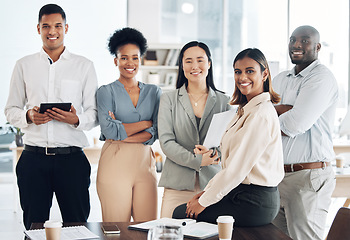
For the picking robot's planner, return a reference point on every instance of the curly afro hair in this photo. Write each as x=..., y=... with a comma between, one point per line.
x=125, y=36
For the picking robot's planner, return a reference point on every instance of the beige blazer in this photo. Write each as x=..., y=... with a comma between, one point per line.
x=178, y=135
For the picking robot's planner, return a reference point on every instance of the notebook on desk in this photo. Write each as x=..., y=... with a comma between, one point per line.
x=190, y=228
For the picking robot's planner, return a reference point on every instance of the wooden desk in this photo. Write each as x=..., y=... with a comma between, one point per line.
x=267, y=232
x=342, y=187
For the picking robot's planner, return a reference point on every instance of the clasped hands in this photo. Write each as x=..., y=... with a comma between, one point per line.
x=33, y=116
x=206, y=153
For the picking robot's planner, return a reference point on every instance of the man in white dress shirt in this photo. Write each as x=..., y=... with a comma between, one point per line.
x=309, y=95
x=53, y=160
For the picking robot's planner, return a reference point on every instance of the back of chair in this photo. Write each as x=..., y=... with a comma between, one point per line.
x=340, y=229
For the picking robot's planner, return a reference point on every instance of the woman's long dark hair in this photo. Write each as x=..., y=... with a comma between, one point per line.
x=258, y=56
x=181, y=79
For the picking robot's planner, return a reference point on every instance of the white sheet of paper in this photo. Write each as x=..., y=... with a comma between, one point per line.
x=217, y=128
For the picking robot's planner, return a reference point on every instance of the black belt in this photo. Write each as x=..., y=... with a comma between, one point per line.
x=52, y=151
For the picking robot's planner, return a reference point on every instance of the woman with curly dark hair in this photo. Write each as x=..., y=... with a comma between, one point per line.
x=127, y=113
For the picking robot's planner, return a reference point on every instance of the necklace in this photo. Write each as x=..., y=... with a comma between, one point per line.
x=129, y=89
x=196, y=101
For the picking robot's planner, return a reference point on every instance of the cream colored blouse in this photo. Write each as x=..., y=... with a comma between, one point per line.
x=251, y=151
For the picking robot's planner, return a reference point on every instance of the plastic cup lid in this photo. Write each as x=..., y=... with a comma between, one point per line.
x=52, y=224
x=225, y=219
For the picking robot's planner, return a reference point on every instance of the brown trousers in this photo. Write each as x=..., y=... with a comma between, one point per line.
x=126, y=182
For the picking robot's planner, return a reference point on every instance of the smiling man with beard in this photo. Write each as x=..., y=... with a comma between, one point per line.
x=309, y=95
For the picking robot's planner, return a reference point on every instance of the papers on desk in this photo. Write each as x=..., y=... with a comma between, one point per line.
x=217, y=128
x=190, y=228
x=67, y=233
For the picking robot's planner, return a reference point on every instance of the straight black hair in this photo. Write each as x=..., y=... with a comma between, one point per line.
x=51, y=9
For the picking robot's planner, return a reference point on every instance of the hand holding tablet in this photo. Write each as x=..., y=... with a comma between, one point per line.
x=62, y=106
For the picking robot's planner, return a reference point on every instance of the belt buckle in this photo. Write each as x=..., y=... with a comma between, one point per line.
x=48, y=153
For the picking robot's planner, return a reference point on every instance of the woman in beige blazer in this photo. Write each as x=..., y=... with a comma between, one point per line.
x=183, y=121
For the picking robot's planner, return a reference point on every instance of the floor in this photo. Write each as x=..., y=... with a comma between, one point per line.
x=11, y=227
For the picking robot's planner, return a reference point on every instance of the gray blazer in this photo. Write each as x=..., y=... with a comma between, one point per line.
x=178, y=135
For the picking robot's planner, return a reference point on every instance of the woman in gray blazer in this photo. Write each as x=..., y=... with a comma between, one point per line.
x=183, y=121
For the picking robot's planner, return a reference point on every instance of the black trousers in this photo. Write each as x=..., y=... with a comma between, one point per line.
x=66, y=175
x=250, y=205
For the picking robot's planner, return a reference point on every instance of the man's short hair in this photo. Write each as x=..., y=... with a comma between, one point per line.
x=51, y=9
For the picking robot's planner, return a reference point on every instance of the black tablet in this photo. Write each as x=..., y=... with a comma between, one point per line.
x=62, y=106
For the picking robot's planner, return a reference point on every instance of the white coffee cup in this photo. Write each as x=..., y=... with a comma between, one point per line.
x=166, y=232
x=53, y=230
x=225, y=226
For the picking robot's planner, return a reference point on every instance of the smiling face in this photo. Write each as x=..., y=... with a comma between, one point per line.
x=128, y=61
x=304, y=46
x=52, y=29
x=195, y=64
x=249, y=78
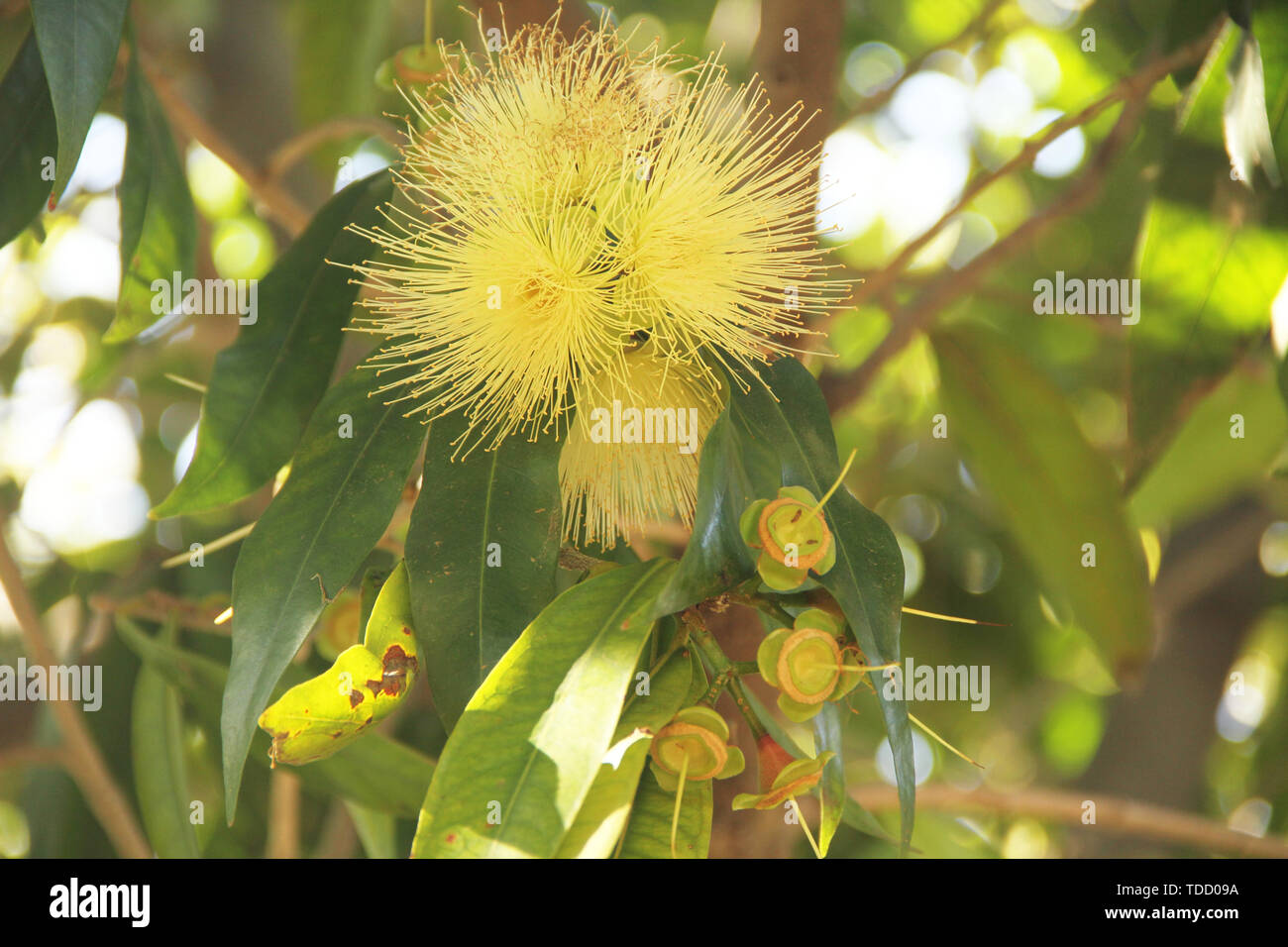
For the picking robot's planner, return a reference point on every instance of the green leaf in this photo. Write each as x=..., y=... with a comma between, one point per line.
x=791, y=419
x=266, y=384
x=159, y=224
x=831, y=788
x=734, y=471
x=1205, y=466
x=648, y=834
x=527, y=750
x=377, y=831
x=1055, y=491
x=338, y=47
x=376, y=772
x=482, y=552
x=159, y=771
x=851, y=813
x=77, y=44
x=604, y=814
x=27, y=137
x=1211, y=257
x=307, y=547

Short task:
Please convert the records above into a Markdown table with the columns Row and Line, one numbered row per line and no rows for blank lines. Leave the pictures out of the table.

Task response:
| Row | Line |
|---|---|
| 1 | For the picking robot's planner, return a reference point on every instance of the curly afro hair in this photo. Write each as x=..., y=... with a comma between, one point per line. |
| 2 | x=125, y=36 |
| 3 | For the picking robot's planner, return a reference point on every instance of the beige blazer in this photo. Write each as x=..., y=... with a comma between, one point per line. |
| 4 | x=178, y=135 |
| 5 | For the picking robot's planner, return a reference point on every instance of the notebook on desk in this photo. Write each as x=..., y=... with a comma between, one point per line. |
| 6 | x=190, y=228 |
| 7 | For the picking robot's planner, return a reference point on every instance of the wooden desk in this photo. Write each as x=..., y=... with a comma between, one point per line. |
| 8 | x=267, y=232 |
| 9 | x=342, y=187 |
| 10 | For the picking robot's planner, return a reference point on every instance of the clasped hands in this photo. Write each as x=..., y=... with a comma between, one point per line. |
| 11 | x=33, y=116 |
| 12 | x=206, y=153 |
| 13 | For the picking robot's planner, return a reference point on every instance of the man in white dress shirt in this photo. Write each as x=..., y=... with a comma between, one point per line. |
| 14 | x=309, y=95 |
| 15 | x=53, y=160 |
| 16 | For the picking robot's planner, return a reference point on every instance of the back of chair in this photo. Write each as x=..., y=... with a comma between, one point per line. |
| 17 | x=340, y=229 |
| 18 | For the picking robot's planner, return a reference point on every instance of the woman's long dark hair in this photo. Write each as x=..., y=... with a comma between, one point per line. |
| 19 | x=258, y=56 |
| 20 | x=181, y=79 |
| 21 | For the picking robot's planner, return a reference point on every instance of the white sheet of paper in this photo. Write each as x=..., y=... with a comma between, one point per line. |
| 22 | x=217, y=128 |
| 23 | For the picking robot's planner, return a reference point on every instance of the black belt in this photo. Write each as x=..., y=... with a comma between, one point per line. |
| 24 | x=52, y=151 |
| 25 | For the picking robot's planner, return a reference point on every instance of the woman with curly dark hair in this photo. Write each as x=..., y=... with a comma between, one point per line. |
| 26 | x=127, y=113 |
| 27 | For the picking robot's planner, return a reference point on every instance of the necklace in this photo. Write each as x=..., y=... with a comma between, one point per line. |
| 28 | x=129, y=89 |
| 29 | x=196, y=101 |
| 30 | For the picking robot's planner, return a reference point on every instance of the cream colored blouse in this photo. Write each as x=..., y=... with a comma between, one point per line. |
| 31 | x=251, y=151 |
| 32 | For the picking robot's planner, return a reference point on every instance of the plastic cup lid in this photo. Write each as x=..., y=... with a comma between, one point per line. |
| 33 | x=52, y=224 |
| 34 | x=225, y=219 |
| 35 | For the picking robot's planner, return a reference point on every instance of the brown trousers in this photo. Write each as x=..., y=... with a comma between, one point per line. |
| 36 | x=126, y=182 |
| 37 | For the picking robot's planner, return a reference point on every instance of the smiling man with beard in this photo. Write each as x=..., y=... with a comma between, one point per line. |
| 38 | x=309, y=95 |
| 39 | For the picking robot's planner, return a reference point on every instance of the papers on desk in this photo. Write each as x=..., y=... with a comma between, one point per line. |
| 40 | x=217, y=128 |
| 41 | x=190, y=228 |
| 42 | x=67, y=233 |
| 43 | For the picking robot's planner, return a reference point on every instance of the straight black hair in this photo. Write each as x=..., y=... with a comma between, one point per line. |
| 44 | x=51, y=9 |
| 45 | For the picking robot's planner, return a reference point on every instance of the hand holding tablet in this photo. Write each as x=..., y=... with a comma between, one point per line. |
| 46 | x=62, y=106 |
| 47 | For the picking robot's planner, return a reference point on every instance of the belt buckle in this photo. Write each as x=..., y=... with a comma between, one point per line. |
| 48 | x=48, y=153 |
| 49 | For the picking robot's planner, return a reference point on every instance of the woman in beige blazer in this photo. Write each as x=..., y=... with a comma between, one point per line. |
| 50 | x=183, y=121 |
| 51 | For the picking robot's planner, return a reference point on every instance of the floor in this photo. Write each as x=..., y=... with a comma between, one point per line. |
| 52 | x=11, y=227 |
| 53 | For the picking robot's planner, return a reference point on every instance of the gray blazer in this photo. Write each as x=..., y=... with a comma between, one point per line. |
| 54 | x=178, y=135 |
| 55 | For the picking robot's planner, return a reference point on every instance of the woman in gray blazer in this photo. Write each as x=..., y=... with a comma between, one point per line. |
| 56 | x=183, y=121 |
| 57 | For the picking robot's planner, return a reference point on every instance of the black trousers in this photo. Write each as x=..., y=... with a comma between, one point per line. |
| 58 | x=66, y=175 |
| 59 | x=250, y=205 |
| 60 | For the picking robot's planner, return a reference point on every instance of the man's short hair in this photo. Write each as x=..., y=... with a comma between, one point per line. |
| 61 | x=51, y=9 |
| 62 | For the picking robot's planner, return a reference point on every instance of the black tablet in this photo. Write each as x=..., y=... with a comma between, one point per line. |
| 63 | x=62, y=106 |
| 64 | For the picking robot's planner, return a reference point on every instance of the white coffee cup in this photo. Write each as x=..., y=... with a comma between, one point per line. |
| 65 | x=166, y=232 |
| 66 | x=53, y=230 |
| 67 | x=225, y=226 |
| 68 | For the picking robot's planner, return a reference point on every instance of the smiling face in this photo. Write each as x=..., y=... with a comma between, one point per line. |
| 69 | x=128, y=61 |
| 70 | x=304, y=46 |
| 71 | x=52, y=29 |
| 72 | x=195, y=64 |
| 73 | x=249, y=78 |
| 74 | For the picking robot's planner, return a reference point on every instance of the green leaf in this photo. Write each as x=..., y=... with a comma between, one point per line. |
| 75 | x=791, y=419 |
| 76 | x=266, y=384 |
| 77 | x=159, y=224 |
| 78 | x=831, y=788 |
| 79 | x=734, y=471 |
| 80 | x=1205, y=466 |
| 81 | x=648, y=834 |
| 82 | x=527, y=750 |
| 83 | x=377, y=831 |
| 84 | x=1055, y=491 |
| 85 | x=338, y=47 |
| 86 | x=376, y=772 |
| 87 | x=482, y=552 |
| 88 | x=159, y=771 |
| 89 | x=851, y=813 |
| 90 | x=77, y=44 |
| 91 | x=604, y=814 |
| 92 | x=27, y=137 |
| 93 | x=1211, y=257 |
| 94 | x=307, y=547 |